▸ **依頼内容 1**
掲載文によると、チャータースクールの生徒の負担が軽いのはなぜですか。本文が示す理由を3文以内で説明してください。

+---+

Strange Days

2000年11月19日(日曜日)

NHKスペシャル「世紀を越えて」

23時25分 テレビ

 今夜のNHKスペシャルは後半に入った世紀を越えて新シリーズ。教育に的を絞ったシリーズだ。今夜はアメリカで広がる新しい学校の形態、チャータースクールに関するレポートだ。
 9年前、アメリカで画期的な法律が制定された。誰でも政府機関の許可を得られれば、"公立学校"を設立できるというものだ。こうして設立される学校をチャータースクールという。チャータースクールは設立されると生徒数に応じた多額の助成金を得られる。それが基本的な運営費になるのだ。それが学費収入を主体に成り立つ私学との違いなのだろう。従って、ふつうの公立学校と同じく生徒の負担は軽い。そのような有利さと引き換えに、教育委員会からの厳しい監査が入る。この監査で学校として不適当とされれば、設立許可を取り消されてしまうのだ。

+---+

▸ **依頼内容 2**
以下のすべての記録について、空行を除く各行を1行につき1つの文字列とし、JSONの配列に収めてください。

(物体輪郭の注釈)

+---+

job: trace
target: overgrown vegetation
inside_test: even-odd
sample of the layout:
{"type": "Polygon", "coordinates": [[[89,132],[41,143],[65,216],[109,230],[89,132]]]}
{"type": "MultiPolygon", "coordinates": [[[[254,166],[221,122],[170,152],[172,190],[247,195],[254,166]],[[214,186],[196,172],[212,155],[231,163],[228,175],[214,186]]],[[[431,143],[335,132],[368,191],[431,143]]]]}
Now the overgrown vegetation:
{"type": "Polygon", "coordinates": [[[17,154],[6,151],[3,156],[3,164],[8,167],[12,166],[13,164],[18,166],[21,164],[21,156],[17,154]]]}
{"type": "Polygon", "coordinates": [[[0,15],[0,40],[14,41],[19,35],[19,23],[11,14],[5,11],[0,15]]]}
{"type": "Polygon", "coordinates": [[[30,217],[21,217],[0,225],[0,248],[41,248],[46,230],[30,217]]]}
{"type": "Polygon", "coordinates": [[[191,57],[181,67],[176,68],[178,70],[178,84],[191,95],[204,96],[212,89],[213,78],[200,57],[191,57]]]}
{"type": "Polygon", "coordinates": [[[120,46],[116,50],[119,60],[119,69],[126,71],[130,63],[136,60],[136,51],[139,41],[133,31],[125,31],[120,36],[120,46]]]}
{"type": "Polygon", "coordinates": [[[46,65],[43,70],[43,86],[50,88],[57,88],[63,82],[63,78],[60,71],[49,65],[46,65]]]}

+---+

▸ **作業結果 1**
チャータースクールは設立されると生徒数に応じた多額の助成金を得られ、それが基本的な運営費になるためです。この点で学費収入を主体に成り立つ私学とは異なり、ふつうの公立学校と同じく生徒の負担は軽くなります。

▸ **作業結果 2**
[
  "job: trace",
  "target: overgrown vegetation",
  "inside_test: even-odd",
  "sample of the layout:",
  "{\"type\": \"Polygon\", \"coordinates\": [[[89,132],[41,143],[65,216],[109,230],[89,132]]]}",
  "{\"type\": \"MultiPolygon\", \"coordinates\": [[[[254,166],[221,122],[170,152],[172,190],[247,195],[254,166]],[[214,186],[196,172],[212,155],[231,163],[228,175],[214,186]]],[[[431,143],[335,132],[368,191],[431,143]]]]}",
  "Now the overgrown vegetation:",
  "{\"type\": \"Polygon\", \"coordinates\": [[[17,154],[6,151],[3,156],[3,164],[8,167],[12,166],[13,164],[18,166],[21,164],[21,156],[17,154]]]}",
  "{\"type\": \"Polygon\", \"coordinates\": [[[0,15],[0,40],[14,41],[19,35],[19,23],[11,14],[5,11],[0,15]]]}",
  "{\"type\": \"Polygon\", \"coordinates\": [[[30,217],[21,217],[0,225],[0,248],[41,248],[46,230],[30,217]]]}",
  "{\"type\": \"Polygon\", \"coordinates\": [[[191,57],[181,67],[176,68],[178,70],[178,84],[191,95],[204,96],[212,89],[213,78],[200,57],[191,57]]]}",
  "{\"type\": \"Polygon\", \"coordinates\": [[[120,46],[116,50],[119,60],[119,69],[126,71],[130,63],[136,60],[136,51],[139,41],[133,31],[125,31],[120,36],[120,46]]]}",
  "{\"type\": \"Polygon\", \"coordinates\": [[[46,65],[43,70],[43,86],[50,88],[57,88],[63,82],[63,78],[60,71],[49,65],[46,65]]]}"
]